In addition, other devices are also provided in the first system 11 and the second system 12, respectively, for example, a first data processing device 1102 is provided in the first system 11, and a second data processing device 1202 is provided in the second system 12.

Typically, these devices are managed and controlled by the processors of the respective systems through the memory address spaces allocated to the respective devices by the respective systems.

For example, in the second system 12, the first memory address space 1203 is allocated to the second data processing apparatus 1202 to access the control register of the second data processing apparatus 1202, to create a shared memory for exchanging data with the second data processing apparatus 1202, and the like; the second processor 1201 accesses the control register of the second data processing apparatus 1202 through the first memory address space 1203, and exchanges data or the like with the second data processing apparatus 1202 through the shared memory in the first memory address space 1203 to control the second data processing apparatus 1202 to perform a specified operation.

Similarly, in the first system 11, a third memory address space 1103 is allocated to the first data processing apparatus 1102 to access a control register of the first data processing apparatus 1102, create a shared memory for exchanging data with the first data processing apparatus 1102, and the like; the first processor 1101 accesses the control register of the first data processing apparatus 1102 through the third memory address space 1103, and exchanges data and the like with the first data processing apparatus 1102 through the shared memory in the third memory address space 1103 to control the first data processing apparatus 1102 to perform a specified operation.

In general, in a peer-to-peer system, each system still maintains its own independent memory address space, which is only used by the system, is invisible to other systems, and is not available.

Therefore, if the first processor 1101 of the first system 11 needs to access and control the second data processing apparatus 1202 in the second system 12, it is often necessary to communicate with the second processor 1201 and transmit a command and data to be processed to the second processor 1201, and the second processor 1201 accesses and controls the second data processing apparatus 1202 to process the data to be processed transmitted by the first processor 1101. After that, the second processor 1201 acquires the processing result, and returns the processing result to the first processor 1101 of the first system 11. Therefore, the process of data processing across the system is extremely complicated, and errors are easy to occur.

To this end, the inventor of the present application has creatively provided a method for data processing across systems, which enables the first system 11 to process local data using the second data processing apparatus 1202 in the second system 12, as with the local apparatus, directly through the second memory address space 1104 within the first system 11, without synchronization of communication with the second processor 1201. Referring to fig. 2, the method includes:

in operation S210, a physical memory address space allocated by the second system 12 to the second data processing apparatus 1202 is obtained through the system interconnection bus 13, so as to obtain a first memory address space 1203, where the second system 12 and the first system 11 are interconnected peer systems, and a driver of the first data processing apparatus 1102 is applicable to the second data processing apparatus 1202.

GIVEN INSTRUCTION 1
According to the patent excerpt, through what is the physical memory address space allocated by the second system 12 to the second data processing apparatus 1202 obtained?

[Data records]
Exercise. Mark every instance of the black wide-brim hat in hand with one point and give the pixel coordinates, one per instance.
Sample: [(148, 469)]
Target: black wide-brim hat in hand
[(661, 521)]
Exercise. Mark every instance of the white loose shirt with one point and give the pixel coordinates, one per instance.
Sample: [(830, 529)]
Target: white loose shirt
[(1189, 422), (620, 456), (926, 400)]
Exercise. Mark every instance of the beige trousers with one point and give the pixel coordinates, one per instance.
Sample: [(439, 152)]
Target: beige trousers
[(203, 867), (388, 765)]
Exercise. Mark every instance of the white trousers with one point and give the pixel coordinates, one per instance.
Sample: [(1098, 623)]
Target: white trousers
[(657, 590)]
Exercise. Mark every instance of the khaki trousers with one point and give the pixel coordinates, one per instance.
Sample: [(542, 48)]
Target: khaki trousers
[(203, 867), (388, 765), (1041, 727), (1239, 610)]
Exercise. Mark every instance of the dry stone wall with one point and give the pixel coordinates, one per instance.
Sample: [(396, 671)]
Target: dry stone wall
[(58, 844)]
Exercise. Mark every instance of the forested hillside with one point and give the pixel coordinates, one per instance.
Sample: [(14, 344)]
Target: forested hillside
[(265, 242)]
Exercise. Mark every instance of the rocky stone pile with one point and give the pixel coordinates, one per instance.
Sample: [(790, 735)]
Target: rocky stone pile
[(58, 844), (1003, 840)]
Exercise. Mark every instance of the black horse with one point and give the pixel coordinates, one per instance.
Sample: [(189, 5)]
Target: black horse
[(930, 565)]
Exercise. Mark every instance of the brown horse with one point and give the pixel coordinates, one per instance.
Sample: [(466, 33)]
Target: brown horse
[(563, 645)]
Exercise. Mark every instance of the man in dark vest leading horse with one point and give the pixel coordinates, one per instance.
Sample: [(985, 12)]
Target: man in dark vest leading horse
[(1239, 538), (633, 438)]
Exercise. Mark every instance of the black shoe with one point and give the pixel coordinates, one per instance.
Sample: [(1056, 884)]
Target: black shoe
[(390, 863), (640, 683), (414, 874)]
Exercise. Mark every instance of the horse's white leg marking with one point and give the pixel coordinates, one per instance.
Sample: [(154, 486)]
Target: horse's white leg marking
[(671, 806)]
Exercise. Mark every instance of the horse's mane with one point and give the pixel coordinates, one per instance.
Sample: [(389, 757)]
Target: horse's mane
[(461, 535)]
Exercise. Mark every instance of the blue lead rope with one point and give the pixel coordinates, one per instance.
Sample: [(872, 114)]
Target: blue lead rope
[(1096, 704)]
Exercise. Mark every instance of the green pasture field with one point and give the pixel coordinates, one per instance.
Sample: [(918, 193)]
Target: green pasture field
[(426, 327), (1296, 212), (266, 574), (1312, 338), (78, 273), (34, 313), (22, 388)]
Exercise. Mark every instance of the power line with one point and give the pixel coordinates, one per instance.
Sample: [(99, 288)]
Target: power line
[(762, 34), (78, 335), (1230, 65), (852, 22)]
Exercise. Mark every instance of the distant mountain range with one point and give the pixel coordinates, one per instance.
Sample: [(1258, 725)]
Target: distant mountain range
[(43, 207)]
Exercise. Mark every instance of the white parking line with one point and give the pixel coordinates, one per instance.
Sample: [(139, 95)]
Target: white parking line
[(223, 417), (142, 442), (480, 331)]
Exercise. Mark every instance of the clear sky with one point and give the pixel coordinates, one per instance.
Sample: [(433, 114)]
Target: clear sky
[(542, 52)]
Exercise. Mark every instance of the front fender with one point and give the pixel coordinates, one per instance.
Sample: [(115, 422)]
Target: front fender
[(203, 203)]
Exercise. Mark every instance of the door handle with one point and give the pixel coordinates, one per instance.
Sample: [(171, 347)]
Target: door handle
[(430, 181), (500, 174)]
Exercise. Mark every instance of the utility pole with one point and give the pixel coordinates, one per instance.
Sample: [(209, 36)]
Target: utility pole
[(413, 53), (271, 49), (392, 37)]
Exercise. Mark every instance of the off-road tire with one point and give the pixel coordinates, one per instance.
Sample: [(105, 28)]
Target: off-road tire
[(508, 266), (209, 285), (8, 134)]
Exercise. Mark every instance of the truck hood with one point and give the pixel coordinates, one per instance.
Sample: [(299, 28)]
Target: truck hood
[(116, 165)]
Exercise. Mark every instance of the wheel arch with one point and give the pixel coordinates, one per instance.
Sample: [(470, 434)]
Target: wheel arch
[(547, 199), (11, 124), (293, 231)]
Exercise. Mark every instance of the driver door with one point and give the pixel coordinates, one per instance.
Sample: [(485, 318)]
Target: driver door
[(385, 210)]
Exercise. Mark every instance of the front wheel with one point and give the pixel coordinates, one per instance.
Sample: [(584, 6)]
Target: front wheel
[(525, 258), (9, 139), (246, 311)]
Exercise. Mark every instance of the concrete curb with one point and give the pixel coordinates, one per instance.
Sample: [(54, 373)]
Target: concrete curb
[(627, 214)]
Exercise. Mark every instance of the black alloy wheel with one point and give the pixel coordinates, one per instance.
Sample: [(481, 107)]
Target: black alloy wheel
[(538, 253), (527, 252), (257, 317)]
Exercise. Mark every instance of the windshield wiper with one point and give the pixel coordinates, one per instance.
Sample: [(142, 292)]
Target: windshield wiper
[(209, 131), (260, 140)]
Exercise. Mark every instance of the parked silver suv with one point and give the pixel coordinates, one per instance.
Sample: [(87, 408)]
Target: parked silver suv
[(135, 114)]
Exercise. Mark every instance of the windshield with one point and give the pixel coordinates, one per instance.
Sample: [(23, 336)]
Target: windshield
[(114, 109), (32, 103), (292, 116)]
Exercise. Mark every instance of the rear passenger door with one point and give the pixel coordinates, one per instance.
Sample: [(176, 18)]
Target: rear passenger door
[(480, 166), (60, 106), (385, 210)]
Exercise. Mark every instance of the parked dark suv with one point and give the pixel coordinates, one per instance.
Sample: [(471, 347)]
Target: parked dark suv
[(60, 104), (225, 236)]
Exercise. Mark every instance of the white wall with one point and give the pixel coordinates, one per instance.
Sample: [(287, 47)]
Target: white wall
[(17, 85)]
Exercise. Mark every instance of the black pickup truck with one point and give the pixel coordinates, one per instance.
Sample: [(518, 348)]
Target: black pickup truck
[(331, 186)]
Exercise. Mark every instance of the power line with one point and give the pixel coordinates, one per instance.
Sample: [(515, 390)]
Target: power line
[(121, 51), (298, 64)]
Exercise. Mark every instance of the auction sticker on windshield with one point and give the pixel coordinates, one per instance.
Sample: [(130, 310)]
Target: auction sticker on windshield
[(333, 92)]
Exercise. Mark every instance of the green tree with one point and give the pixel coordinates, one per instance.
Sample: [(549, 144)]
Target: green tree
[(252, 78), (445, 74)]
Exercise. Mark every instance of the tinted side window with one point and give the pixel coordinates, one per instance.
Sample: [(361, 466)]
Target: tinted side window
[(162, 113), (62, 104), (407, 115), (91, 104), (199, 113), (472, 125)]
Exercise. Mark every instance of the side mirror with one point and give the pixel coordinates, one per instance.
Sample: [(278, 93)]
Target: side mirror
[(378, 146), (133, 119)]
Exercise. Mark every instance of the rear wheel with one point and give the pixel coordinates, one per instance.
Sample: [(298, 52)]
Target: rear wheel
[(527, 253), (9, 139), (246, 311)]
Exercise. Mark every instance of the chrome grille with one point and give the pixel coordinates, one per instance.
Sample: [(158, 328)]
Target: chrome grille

GIVEN INSTRUCTION 2
Please write out everything in the rows from the line containing "Exercise. Mark every instance of the side" down to the end of the rows, with both ends included.

SOLUTION 1
Through the system interconnection bus 13.

SOLUTION 2
Exercise. Mark every instance of the side mirror with one point and give the pixel coordinates, one per instance.
Sample: [(278, 93)]
Target: side mirror
[(378, 146), (133, 119)]
Exercise. Mark every instance of the rear wheel with one point and give the pixel coordinates, one per instance.
Sample: [(298, 52)]
Target: rear wheel
[(527, 253), (9, 139), (246, 311)]
Exercise. Mark every instance of the chrome grille with one point and give the pixel coordinates, one per instance.
Sample: [(158, 328)]
Target: chrome grille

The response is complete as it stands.